[START OF PROVIDED ENTRIES]

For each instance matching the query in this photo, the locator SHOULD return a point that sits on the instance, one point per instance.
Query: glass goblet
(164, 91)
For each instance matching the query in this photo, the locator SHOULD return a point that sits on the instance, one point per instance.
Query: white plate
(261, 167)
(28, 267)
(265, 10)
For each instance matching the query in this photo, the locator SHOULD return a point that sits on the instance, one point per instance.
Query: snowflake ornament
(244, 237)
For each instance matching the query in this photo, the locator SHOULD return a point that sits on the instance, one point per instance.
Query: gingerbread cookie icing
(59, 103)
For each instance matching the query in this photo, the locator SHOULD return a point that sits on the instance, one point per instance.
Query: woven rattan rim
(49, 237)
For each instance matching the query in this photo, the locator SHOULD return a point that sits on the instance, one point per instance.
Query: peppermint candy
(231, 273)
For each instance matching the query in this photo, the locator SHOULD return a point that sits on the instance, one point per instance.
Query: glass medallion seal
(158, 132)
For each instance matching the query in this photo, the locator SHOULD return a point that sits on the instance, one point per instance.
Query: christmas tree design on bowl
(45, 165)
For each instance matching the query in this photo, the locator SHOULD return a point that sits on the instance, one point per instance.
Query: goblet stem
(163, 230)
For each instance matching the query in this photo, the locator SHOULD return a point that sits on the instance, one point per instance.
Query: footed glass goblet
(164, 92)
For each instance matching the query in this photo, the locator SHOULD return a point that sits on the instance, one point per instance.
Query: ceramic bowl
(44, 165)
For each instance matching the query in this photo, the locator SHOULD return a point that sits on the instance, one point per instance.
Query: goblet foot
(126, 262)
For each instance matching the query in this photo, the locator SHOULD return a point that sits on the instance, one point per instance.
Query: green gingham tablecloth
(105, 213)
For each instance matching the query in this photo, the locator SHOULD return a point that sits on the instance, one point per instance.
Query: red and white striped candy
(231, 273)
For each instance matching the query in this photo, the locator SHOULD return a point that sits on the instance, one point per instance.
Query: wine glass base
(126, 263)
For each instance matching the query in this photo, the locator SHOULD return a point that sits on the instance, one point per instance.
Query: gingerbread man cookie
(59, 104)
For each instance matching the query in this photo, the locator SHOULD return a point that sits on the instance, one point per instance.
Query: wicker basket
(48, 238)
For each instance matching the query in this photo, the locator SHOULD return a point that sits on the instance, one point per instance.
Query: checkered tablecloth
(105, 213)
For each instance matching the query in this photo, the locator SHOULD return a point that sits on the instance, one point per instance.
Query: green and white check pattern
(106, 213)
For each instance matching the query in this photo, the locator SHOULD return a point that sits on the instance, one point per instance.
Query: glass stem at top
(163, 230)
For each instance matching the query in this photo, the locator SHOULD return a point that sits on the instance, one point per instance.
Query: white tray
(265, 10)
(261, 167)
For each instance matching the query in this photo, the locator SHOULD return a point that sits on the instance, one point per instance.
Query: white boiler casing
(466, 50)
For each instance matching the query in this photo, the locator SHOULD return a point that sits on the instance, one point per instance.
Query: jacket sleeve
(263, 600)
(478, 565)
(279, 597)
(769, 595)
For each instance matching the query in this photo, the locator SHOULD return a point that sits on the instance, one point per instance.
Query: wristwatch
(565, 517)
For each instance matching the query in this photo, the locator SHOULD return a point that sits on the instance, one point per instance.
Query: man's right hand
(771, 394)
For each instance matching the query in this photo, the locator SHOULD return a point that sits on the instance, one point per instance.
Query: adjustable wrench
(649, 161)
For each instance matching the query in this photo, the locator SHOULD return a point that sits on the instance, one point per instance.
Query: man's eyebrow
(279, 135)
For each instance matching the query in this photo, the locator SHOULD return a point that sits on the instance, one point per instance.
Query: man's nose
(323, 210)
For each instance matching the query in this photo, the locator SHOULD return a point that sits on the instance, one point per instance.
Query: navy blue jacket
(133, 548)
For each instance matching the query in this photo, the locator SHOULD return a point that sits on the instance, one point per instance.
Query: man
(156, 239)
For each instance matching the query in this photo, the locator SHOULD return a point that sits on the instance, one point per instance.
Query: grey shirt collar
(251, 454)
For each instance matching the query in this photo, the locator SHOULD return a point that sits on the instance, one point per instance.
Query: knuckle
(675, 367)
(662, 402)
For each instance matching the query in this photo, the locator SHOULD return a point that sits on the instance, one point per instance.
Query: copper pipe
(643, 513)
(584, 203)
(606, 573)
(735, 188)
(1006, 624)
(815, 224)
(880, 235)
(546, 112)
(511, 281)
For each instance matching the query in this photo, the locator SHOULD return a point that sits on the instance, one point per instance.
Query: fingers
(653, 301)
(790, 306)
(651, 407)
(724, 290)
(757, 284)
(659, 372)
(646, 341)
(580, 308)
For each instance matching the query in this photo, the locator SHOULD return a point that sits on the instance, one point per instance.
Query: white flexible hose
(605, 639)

[END OF PROVIDED ENTRIES]

__YOUR TASK__.
Reproduce every line of the data verbatim.

__ANSWER TO THE EXERCISE__.
For each instance matching the query in this photo, the locator SHOULD return a point that sits on the instance, one point per instance.
Query: glass goblet
(164, 91)
For each instance matching the query in this photo, the locator SHOULD return a point that sits on the instance, one point per instance.
Query: white plate
(261, 167)
(28, 267)
(265, 10)
For each instance matching the query in this photo, the locator SHOULD return a point that sits on the instance, one point per instance.
Query: snowflake ornament
(244, 237)
For each instance matching the query in this photo, the locator SHOULD return a point that sits on the instance, one point per instance.
Query: gingerbread cookie icing
(59, 103)
For each instance matching the query in this photo, the locator SHOULD return a point that sits on the instance, one point per instance.
Query: woven rattan rim
(49, 237)
For each instance matching the query in this photo, the locator SHOULD return a point that sits on the instance, one point per instance.
Query: peppermint candy
(231, 273)
For each instance matching the query in this photo, the locator SHOULD return a point that sits on the instance, one point per instance.
Query: glass medallion seal
(158, 132)
For each instance matching the query in this photo, the locator SHOULD return a point that sits on the instance, one point per instance.
Query: christmas tree design on bowl
(45, 165)
For each instance matching the query in this photo, the locator SHOULD return a point that sits on the instance, one point per instance.
Query: goblet stem
(163, 230)
For each instance matching the query in this photo, the locator SHOULD return a point that sits on the instance, one point per instance.
Query: footed glass goblet
(164, 92)
For each instance matching the query in this photo, the locator SHOULD return a point that sits on the instance, one point per instance.
Query: ceramic bowl
(44, 165)
For each instance matching the query in this photo, the locator SHOULD return a point that sits on the instance, one point per instance.
Query: goblet foot
(126, 262)
For each instance matching the query in this photo, the locator SHOULD return a point that sits on the instance, one point per instance.
Query: green gingham tablecloth
(105, 213)
For each instance matching the query in this photo, the locator SHOULD return a point that sits on the instance, one point per instance.
Query: red and white striped candy
(231, 273)
For each instance matching the query in this photo, the locator SHOULD return a point that sits on the instance, one point per instance.
Query: wine glass base
(126, 263)
For each instance matching the query in this photo, the locator SHOULD return a point that sits on the instance, one point per instance.
Query: gingerbread man cookie
(59, 104)
For each instance matching the query in this photo, the locator SHOULD return a point that sits on the instance, one point per instance.
Query: wicker basket
(48, 238)
For each instance matching the query in this photo, the locator SHOULD return a point that sits on the instance, one point per instance.
Query: checkered tablecloth
(105, 213)
For each instance matching the query in this photo, the locator SHOULD return a point that sits on the instance, one point per instance.
Query: green and white check pattern
(106, 213)
For each instance matching the query in this photo, the locator SHOULD return a point that sits on the instance, one point per instance.
Query: glass stem at top
(163, 230)
For each instance matching the query in this photo, the locator SHOULD return a point that sits on the instance, one point per instance.
Query: white tray
(265, 10)
(261, 167)
For each instance matching the query in this photo, the locator SHOULD return a point that sits on the instance, one point per instance.
Query: white boiler casing
(466, 50)
For each instance matching the query in this photo, the locator SHOULD return a point that sits on the instance, one point per instance.
Query: jacket sleeve
(263, 600)
(478, 565)
(279, 597)
(769, 595)
For each instance matching the query in this photo, the locator SHOULD return a point that sits on the instance, one point per instance.
Query: wristwatch
(565, 517)
For each instance matching the query in this photo, the locator SHOULD return a point that sits on the instance, one point per instance.
Query: man's right hand
(771, 394)
For each instance matching the query in this photo, the locator SHOULD return a point that sits on the instance, one point per instance.
Query: adjustable wrench
(649, 161)
For each instance matching the query in this photo, the locator SHOULD return a point that sits on the instance, one point per instance.
Query: man's eyebrow
(279, 135)
For each instance matching the query in this photo, the locator SHOULD return a point that sits on the instance, one point per instance.
Query: man's nose
(323, 210)
For each instance matching the query in this photo, the locator SHOULD return a point that sits on the instance, one point per instance.
Query: navy blue jacket
(133, 548)
For each instance matching the query in this photo, the locator SHOULD return a point that sits on the instance, one point per instance.
Query: man
(156, 239)
For each instance matching the query in this photo, the locator SHOULD return a point that sits on the instance, one point per instance.
Query: grey shirt collar
(251, 454)
For each instance matching the query in this photo, the locator SHOULD return a point that sits on the instance, one point per instance.
Query: knuckle
(675, 367)
(662, 402)
For each instance matching the query in this photo, the locator SHOULD return a point that sits on the instance, one point per instance.
Query: copper pipe
(643, 513)
(584, 203)
(606, 573)
(735, 188)
(1006, 624)
(815, 224)
(880, 235)
(546, 112)
(511, 281)
For each instance matching the query in this photo, the locator SHOULD return a point that sits on the instance, one point per instance.
Query: fingers
(653, 301)
(790, 306)
(651, 407)
(724, 290)
(757, 284)
(659, 372)
(646, 341)
(580, 308)
For each instance matching the query in this photo, the locator SHOULD return a point that sits on the instance, one point per instance.
Query: white flexible hose
(605, 639)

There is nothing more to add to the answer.